→ **Problem set**:
(A) In the text on Kahlo below, list the things named in the sentence beginning "It's all of her."
(B) Copy the text on Kahlo word for word, from "Her life was" to "about Diego Rivera’s.".

→ **Selected text**:
══════════

Her life was full of pain, both extreme physical pain from a terrible bus accident when she was 18 that nearly killed her, and emotional pain from her labyrinthian relationship with her (twice) husband, the famed Mexican muralist, Diego Rivera. I would think now that many more people know about her and her work than about Diego Rivera’s.
There is a fierceness about her. A pride. She is quintessentially Mexican. She often wore vivid Tehuana dresses, from an indigenous culture in the Isthmus of Tehuantepec. When she was away from Mexico, she was sad, she yearned to return.
There aren’t that many Kahlo paintings in the exhibit. Still, they’re striking, pulsing with her bravery and skill. There is something that a painting can give your mind and heart, not to mention your eye, that no other art form can. There is a directness that paint—or whatever medium the artist uses—provides that your eyes drink. The painting doesn’t move, it doesn’t speak, it doesn’t make a melody. But it has a forthrightness that you absorb like a plant absorbs water.
Kahlo always gives you the truth, often in brutal images where she is suffering pain, where she can even be bloodied. If you want to see her at her most unflinching, look at her 1932 painting, Henry Ford Hospital, which depicts her miscarriage with a stark sense of loneliness and sorrow. But it isn’t just the shocking imagery that she gives you. It’s all of her, every single secret, every flaw, every disappointment, every yearning. Her paintings can be hard to see.

══════════

→ **Data for analysis**:
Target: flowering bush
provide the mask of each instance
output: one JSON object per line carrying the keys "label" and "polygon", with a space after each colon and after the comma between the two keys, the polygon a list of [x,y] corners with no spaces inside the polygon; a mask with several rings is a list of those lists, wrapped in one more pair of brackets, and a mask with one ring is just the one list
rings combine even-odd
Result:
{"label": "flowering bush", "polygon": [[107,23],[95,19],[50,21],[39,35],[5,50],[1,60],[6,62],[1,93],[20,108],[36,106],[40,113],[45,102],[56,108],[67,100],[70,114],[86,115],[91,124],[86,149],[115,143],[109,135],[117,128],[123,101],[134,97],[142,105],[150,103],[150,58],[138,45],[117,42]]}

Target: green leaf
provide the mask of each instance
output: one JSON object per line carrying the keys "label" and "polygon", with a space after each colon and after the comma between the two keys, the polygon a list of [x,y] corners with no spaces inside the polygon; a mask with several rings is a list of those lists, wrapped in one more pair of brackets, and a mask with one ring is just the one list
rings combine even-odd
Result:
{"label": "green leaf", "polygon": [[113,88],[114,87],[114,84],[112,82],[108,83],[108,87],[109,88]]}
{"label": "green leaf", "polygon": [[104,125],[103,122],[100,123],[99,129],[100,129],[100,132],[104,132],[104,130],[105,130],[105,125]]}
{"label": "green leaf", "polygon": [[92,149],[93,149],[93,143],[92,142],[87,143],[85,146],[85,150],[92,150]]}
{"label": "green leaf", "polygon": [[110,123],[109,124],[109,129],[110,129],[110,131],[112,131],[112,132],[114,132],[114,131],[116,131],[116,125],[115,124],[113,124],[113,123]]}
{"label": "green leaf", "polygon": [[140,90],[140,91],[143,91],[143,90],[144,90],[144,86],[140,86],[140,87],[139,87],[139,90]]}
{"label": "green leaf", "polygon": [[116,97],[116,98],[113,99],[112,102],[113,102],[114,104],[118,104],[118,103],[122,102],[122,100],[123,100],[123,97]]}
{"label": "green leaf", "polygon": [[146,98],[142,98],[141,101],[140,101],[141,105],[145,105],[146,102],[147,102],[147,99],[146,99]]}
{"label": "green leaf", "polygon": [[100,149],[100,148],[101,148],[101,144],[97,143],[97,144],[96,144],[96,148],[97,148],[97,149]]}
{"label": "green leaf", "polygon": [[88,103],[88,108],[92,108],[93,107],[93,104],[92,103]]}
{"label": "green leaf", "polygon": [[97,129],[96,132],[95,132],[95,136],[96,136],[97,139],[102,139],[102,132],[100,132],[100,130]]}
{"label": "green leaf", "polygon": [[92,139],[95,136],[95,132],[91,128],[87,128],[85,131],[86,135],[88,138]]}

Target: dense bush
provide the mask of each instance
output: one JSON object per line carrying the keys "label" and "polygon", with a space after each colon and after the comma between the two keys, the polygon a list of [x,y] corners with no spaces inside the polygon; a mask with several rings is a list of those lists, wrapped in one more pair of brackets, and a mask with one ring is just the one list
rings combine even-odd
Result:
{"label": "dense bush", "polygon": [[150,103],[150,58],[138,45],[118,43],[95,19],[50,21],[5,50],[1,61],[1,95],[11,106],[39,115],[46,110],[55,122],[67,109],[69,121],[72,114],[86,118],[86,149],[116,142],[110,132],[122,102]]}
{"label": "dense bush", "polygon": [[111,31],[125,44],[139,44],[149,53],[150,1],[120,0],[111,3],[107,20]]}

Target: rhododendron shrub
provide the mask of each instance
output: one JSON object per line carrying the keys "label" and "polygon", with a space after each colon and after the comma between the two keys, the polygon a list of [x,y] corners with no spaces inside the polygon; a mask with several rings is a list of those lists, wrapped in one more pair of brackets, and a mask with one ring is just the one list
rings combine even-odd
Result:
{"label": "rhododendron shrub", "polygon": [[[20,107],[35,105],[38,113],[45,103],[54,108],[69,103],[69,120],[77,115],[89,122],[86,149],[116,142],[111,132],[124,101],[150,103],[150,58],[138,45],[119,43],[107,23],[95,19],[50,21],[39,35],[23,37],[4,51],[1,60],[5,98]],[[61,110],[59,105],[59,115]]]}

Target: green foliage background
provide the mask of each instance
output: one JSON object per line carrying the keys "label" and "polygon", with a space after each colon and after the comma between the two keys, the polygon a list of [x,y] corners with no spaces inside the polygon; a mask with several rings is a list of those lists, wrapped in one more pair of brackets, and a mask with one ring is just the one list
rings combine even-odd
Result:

══════════

→ **Expected outputs**:
(A)
every single secret
every flaw
every disappointment
every yearning

(B)
Her life was full of pain, both extreme physical pain from a terrible bus accident when she was 18 that nearly killed her, and emotional pain from her labyrinthian relationship with her (twice) husband, the famed Mexican muralist, Diego Rivera. I would think now that many more people know about her and her work than about Diego Rivera’s.